• WHAT IS ASKED:
Extract all records. Keep each one exact.
:::::
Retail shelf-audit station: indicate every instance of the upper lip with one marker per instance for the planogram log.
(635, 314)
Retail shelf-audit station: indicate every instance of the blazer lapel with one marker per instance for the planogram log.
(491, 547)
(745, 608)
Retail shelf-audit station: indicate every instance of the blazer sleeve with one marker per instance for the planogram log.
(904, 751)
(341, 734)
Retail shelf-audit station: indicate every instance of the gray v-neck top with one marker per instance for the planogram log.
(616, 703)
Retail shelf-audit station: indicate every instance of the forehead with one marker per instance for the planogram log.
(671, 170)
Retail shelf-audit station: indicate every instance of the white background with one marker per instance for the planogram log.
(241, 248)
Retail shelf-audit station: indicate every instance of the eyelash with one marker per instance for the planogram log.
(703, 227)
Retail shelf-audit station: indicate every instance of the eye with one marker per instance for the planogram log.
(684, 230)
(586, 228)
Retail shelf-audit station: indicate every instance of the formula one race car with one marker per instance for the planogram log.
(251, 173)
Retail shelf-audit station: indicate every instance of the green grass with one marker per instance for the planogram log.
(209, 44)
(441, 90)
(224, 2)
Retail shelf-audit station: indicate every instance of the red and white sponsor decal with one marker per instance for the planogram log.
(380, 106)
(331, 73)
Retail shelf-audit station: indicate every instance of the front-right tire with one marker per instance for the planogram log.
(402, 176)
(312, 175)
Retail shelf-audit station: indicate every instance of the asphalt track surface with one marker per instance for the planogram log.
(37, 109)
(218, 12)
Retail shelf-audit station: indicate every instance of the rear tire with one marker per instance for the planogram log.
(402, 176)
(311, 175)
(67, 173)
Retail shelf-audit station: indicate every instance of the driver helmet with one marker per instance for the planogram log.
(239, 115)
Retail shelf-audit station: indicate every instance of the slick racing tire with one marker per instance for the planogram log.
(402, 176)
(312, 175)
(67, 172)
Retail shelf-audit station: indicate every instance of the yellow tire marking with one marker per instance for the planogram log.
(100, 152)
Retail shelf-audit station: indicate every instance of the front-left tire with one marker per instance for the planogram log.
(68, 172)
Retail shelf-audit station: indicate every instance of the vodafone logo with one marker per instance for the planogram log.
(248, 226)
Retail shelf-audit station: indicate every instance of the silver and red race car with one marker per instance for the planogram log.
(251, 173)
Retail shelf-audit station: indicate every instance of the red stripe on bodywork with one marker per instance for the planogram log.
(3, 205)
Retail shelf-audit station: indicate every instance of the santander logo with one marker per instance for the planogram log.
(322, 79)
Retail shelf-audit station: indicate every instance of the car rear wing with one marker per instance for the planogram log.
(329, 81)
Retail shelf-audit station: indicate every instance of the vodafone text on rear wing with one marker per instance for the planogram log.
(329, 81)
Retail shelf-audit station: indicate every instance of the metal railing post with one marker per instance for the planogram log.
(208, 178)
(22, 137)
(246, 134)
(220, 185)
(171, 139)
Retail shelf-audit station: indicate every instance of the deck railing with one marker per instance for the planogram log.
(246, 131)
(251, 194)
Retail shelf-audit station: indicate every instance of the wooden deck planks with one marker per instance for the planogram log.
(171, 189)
:::::
• SOLUTION TO THIS PROBLEM:
Retail shelf-audit station: indicate every instance of the upper lip with one marker per instance for the planogram log.
(635, 314)
Retail shelf-audit station: indicate every instance of the blazer lapel with one marker per instance for the planogram log.
(491, 547)
(745, 608)
Retail shelf-audit station: indicate every instance of the blazer sleeve with one marker per instance for the planogram log.
(904, 751)
(341, 734)
Retail shelf-audit station: indicate every instance of the gray v-neck top with one marker per instance for the planogram log.
(616, 703)
Retail shelf-audit station: indicate every instance of the forehead with one marker per instance for the planogram log.
(671, 170)
Retail shelf-audit station: indicate every instance of the white background with one marker per instance for the planogram log.
(241, 248)
Retail shelf-audit station: indicate every instance of the eyelash with one marker per instance for the planogram log.
(703, 227)
Retail shelf-audit station: indicate every instance of the eye with one marker per instance for the planogram log.
(684, 230)
(586, 228)
Retail shelf-audit station: indicate every instance of the formula one race car with one marker per instance for the planogram log.
(251, 173)
Retail shelf-audit station: indicate every instance of the green grass with one marker per instance for the planogram log.
(209, 44)
(441, 90)
(224, 2)
Retail shelf-audit station: indicate every instance of the red and white sponsor decal with one marker per instance for the planogram log.
(380, 106)
(331, 73)
Retail shelf-audit station: indicate every instance of the front-right tire with one marker per instance for the planogram log.
(402, 176)
(312, 175)
Retail shelf-audit station: indicate every instance of the asphalt track surface with one marker per instance for the planogram log.
(37, 109)
(218, 12)
Retail shelf-audit station: indicate every instance of the rear tire with one marker per instance for the planogram log.
(402, 176)
(311, 175)
(67, 173)
Retail shelf-audit station: indicate every instance of the driver helmet with one marker per instance for the planogram log.
(239, 115)
Retail shelf-audit station: indicate every instance of the slick racing tire with one marker per instance for the planogram log.
(402, 176)
(312, 175)
(67, 172)
Retail shelf-audit station: indicate every instance of the yellow tire marking with one marker per instance for the planogram log.
(100, 152)
Retail shelf-audit station: indicate every instance of the front-left tire with one marker per instance for the planogram log.
(68, 172)
Retail shelf-audit station: indicate every instance of the vodafone logo with one marker per instance for the planogram log.
(248, 226)
Retail shelf-audit station: indicate every instance of the silver and red race car with one marker per instance for the planogram log.
(251, 173)
Retail shelf-audit station: indicate every instance of the red stripe on bodywork with one marker per instance for the planogram log.
(3, 205)
Retail shelf-audit station: indicate every instance of the santander logo with one marker per instance for the planogram log.
(322, 79)
Retail shelf-audit station: indicate every instance of the car rear wing with one marker per instance for the planogram log.
(329, 81)
Retail shelf-audit station: indicate every instance of the vodafone text on rear wing with one marker per instance for the planogram log.
(329, 81)
Retail shelf-audit station: indicate every instance of the metal railing post with one marker per instance for the planogram log.
(208, 178)
(22, 137)
(246, 134)
(220, 185)
(171, 139)
Retail shelf-audit station: indicate every instance of the deck railing with one marker per instance for the planogram log.
(246, 131)
(251, 194)
Retail shelf-audit station: indicate every instance of the wooden deck planks with one marker per instance for the planogram log.
(171, 189)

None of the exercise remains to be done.